— Begin Source data —

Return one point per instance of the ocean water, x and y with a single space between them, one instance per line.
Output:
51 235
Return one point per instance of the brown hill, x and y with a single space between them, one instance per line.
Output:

— End Source data —

Task statement:
Extract every line of the data above and reproduce each one verbatim, in its original order.

Full answer:
Return one point per instance of the ocean water, x and y with a single space between them, one instance per line.
Output:
51 235
Return one point per instance of the brown hill, x and y with a single space between them, one instance per line.
Output:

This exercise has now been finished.